BEGIN Rows

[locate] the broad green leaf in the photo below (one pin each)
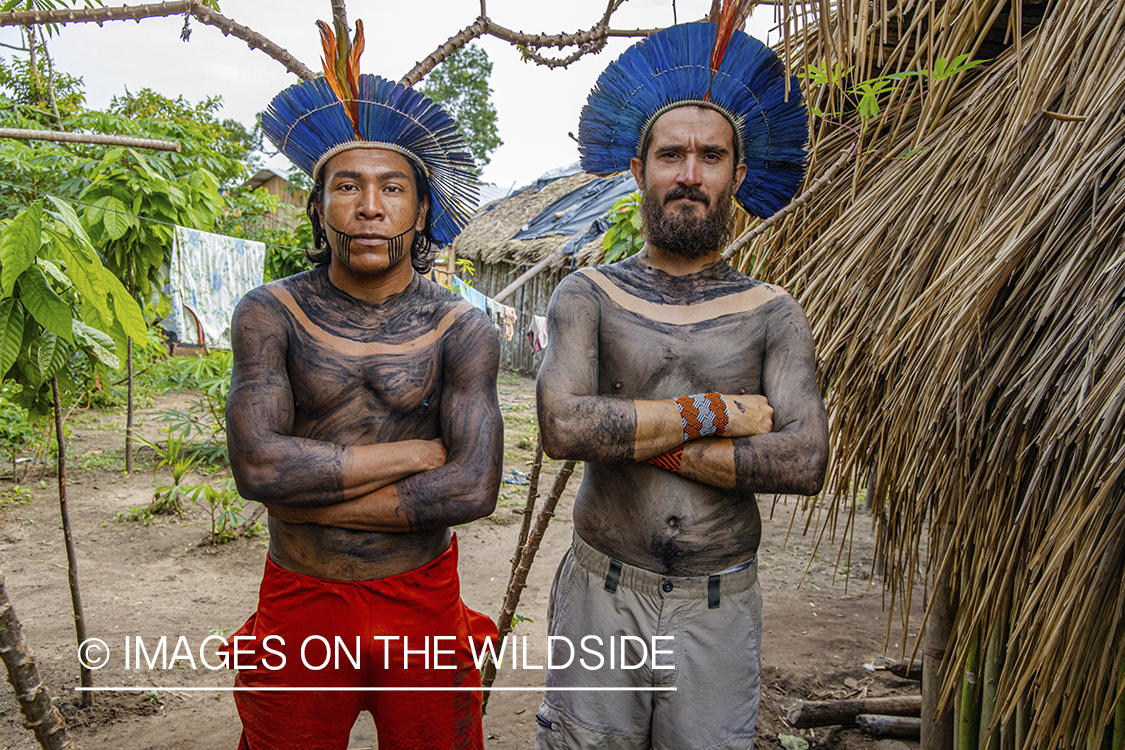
(45, 306)
(53, 353)
(20, 244)
(11, 333)
(54, 272)
(114, 218)
(66, 215)
(97, 343)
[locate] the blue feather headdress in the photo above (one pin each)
(739, 77)
(314, 120)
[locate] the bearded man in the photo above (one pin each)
(362, 413)
(686, 388)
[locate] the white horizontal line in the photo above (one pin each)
(150, 688)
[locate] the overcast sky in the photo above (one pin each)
(537, 107)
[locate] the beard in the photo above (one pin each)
(678, 231)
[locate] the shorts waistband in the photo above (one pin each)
(734, 580)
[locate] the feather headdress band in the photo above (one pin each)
(314, 120)
(707, 65)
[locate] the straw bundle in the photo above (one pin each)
(969, 305)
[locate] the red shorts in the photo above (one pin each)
(388, 625)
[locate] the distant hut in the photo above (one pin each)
(964, 276)
(551, 227)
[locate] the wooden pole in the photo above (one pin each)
(937, 729)
(69, 539)
(39, 712)
(98, 138)
(520, 579)
(829, 713)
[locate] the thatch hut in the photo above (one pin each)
(964, 276)
(498, 258)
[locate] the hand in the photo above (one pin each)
(749, 415)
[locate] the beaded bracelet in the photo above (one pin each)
(702, 415)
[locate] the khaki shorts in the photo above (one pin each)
(713, 653)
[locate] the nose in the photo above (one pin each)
(690, 171)
(369, 205)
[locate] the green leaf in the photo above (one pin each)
(45, 306)
(11, 333)
(20, 244)
(53, 353)
(97, 343)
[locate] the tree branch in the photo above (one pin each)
(253, 39)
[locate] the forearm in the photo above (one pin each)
(302, 472)
(605, 428)
(775, 462)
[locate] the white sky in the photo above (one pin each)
(537, 106)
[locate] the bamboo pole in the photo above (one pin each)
(993, 661)
(87, 676)
(969, 729)
(520, 578)
(98, 138)
(937, 729)
(39, 712)
(1118, 742)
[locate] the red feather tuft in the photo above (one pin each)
(732, 16)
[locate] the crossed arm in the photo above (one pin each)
(402, 486)
(774, 443)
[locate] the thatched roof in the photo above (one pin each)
(969, 305)
(487, 238)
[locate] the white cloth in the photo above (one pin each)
(209, 273)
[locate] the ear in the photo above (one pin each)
(637, 169)
(739, 175)
(423, 208)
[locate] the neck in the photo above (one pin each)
(674, 264)
(375, 287)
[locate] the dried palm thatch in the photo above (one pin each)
(487, 238)
(969, 305)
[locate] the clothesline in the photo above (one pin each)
(502, 316)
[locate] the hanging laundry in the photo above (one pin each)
(503, 318)
(209, 273)
(537, 334)
(468, 292)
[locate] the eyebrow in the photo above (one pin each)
(386, 174)
(708, 148)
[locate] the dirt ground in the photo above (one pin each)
(820, 639)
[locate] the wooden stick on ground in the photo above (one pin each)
(520, 577)
(827, 713)
(39, 713)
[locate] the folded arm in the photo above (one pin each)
(270, 464)
(579, 424)
(794, 455)
(465, 487)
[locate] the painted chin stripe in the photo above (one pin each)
(395, 245)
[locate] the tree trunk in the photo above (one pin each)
(937, 731)
(39, 713)
(520, 577)
(69, 538)
(828, 713)
(128, 409)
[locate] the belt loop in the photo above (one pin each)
(712, 592)
(613, 576)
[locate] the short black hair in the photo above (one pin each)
(422, 251)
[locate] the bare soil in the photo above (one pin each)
(821, 636)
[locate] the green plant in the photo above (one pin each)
(206, 416)
(15, 495)
(224, 505)
(623, 238)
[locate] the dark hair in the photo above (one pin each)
(423, 250)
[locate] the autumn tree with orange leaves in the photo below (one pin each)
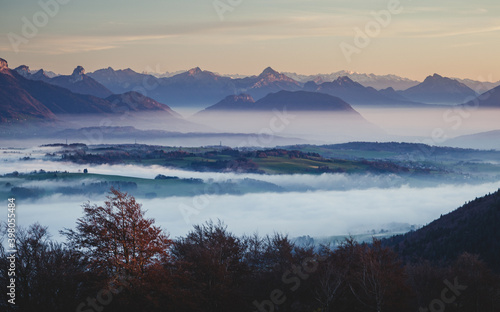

END Rows

**Your instructions:** Give the records above as a numbered list with blank lines dropped, and omit the pictures.

**Expected answer:**
1. [locate] the broad green leaf in the photo below (one pin each)
2. (45, 306)
3. (53, 353)
4. (20, 244)
5. (11, 333)
6. (54, 272)
7. (114, 218)
8. (66, 215)
9. (97, 343)
10. [locate] the blue feather headdress in the photo above (one pin each)
11. (739, 77)
12. (314, 120)
13. [locate] the bearded man in the photo above (one pin each)
14. (362, 413)
15. (686, 388)
16. [locate] the white horizontal line in the photo above (one pin each)
17. (150, 688)
18. [locate] the overcast sky in the photo above (one pin each)
19. (537, 107)
20. [locate] the beard in the photo above (one pin each)
21. (678, 231)
22. [locate] the shorts waistband in the photo above (one pin each)
23. (734, 580)
24. [locate] the feather headdress band in the photo above (one pin each)
25. (314, 120)
26. (707, 65)
27. [locate] the straw bundle in the photo above (one pin each)
28. (969, 305)
29. [locate] the red shorts in the photo above (one pin each)
30. (388, 625)
31. [locate] the distant hut in the photo above (one pin each)
32. (964, 276)
33. (551, 227)
34. [locate] the wooden pole in the photo above (one pin each)
35. (937, 729)
36. (69, 539)
37. (39, 712)
38. (98, 138)
39. (520, 579)
40. (829, 713)
41. [locate] the thatch hut in the photo above (one pin each)
42. (964, 276)
43. (498, 258)
44. [locate] the hand in the photo above (one pin each)
45. (749, 415)
46. [locate] the beaded bracelet in the photo above (one pin each)
47. (702, 415)
48. [locate] the khaki shorts in the photo above (one pin each)
49. (713, 653)
50. [locate] the nose in the photo above (one pin each)
51. (690, 171)
52. (369, 205)
53. [locate] the green leaf in the photo above (one pin each)
54. (45, 306)
55. (11, 333)
56. (20, 244)
57. (53, 353)
58. (97, 343)
59. [locate] the tree branch in the photo above (one pin each)
60. (253, 39)
61. [locate] the forearm in the photo above (one pin each)
62. (302, 472)
63. (605, 428)
64. (775, 462)
65. [locate] the white sky in the photo above (one pin each)
66. (537, 106)
67. [locate] the bamboo pole in the photo above (one pin each)
68. (993, 661)
69. (87, 676)
70. (969, 729)
71. (520, 578)
72. (98, 138)
73. (937, 729)
74. (39, 712)
75. (1118, 742)
76. [locate] the red feather tuft in the photo above (one pin each)
77. (732, 16)
78. [locate] the crossed arm in the photo above (one pin each)
79. (402, 486)
80. (774, 443)
81. [locate] the thatched roof in the photo above (one pin each)
82. (969, 305)
83. (487, 238)
84. [locate] the white cloth in the photo above (one pin each)
85. (209, 273)
86. [locate] the ear in the photo above (one pin each)
87. (637, 169)
88. (739, 175)
89. (423, 208)
90. [locate] the neck in the photo above (one pin each)
91. (674, 264)
92. (375, 287)
93. [locate] the dried palm thatch in the photo above (one pin each)
94. (487, 238)
95. (969, 305)
96. [locate] the clothesline in the photo above (one pin each)
97. (502, 316)
98. [locate] the hanging laundry in the photo above (one pin each)
99. (503, 318)
100. (209, 273)
101. (537, 334)
102. (468, 292)
103. [locate] the eyebrow in the photo above (one pin each)
104. (386, 174)
105. (708, 148)
106. [locate] the dirt ground in the photo above (one pin each)
107. (820, 639)
108. [locate] the wooden stick on ground in the photo above (one pin each)
109. (520, 577)
110. (827, 713)
111. (39, 713)
112. [locate] the folded arm in the photo above (one pin each)
113. (270, 464)
114. (579, 424)
115. (794, 455)
116. (465, 487)
117. [locate] the painted chin stripe in the photo above (one pin each)
118. (395, 245)
119. [locate] the tree trunk in the photo above (one pin each)
120. (937, 731)
121. (39, 713)
122. (520, 577)
123. (69, 538)
124. (828, 713)
125. (128, 409)
126. [locate] the belt loop in the photo above (one pin each)
127. (712, 592)
128. (613, 576)
129. [locate] the short black hair in the photo above (one pin each)
130. (422, 251)
131. [locate] the bare soil in the photo above (one pin each)
132. (821, 636)
133. [locate] the green plant in the photo above (one pin each)
134. (206, 416)
135. (15, 495)
136. (224, 505)
137. (623, 238)
138. [locate] the dark hair in the photo above (one pin each)
139. (423, 250)
140. [locate] the autumn tree with orange leaves in the photo below (one pin each)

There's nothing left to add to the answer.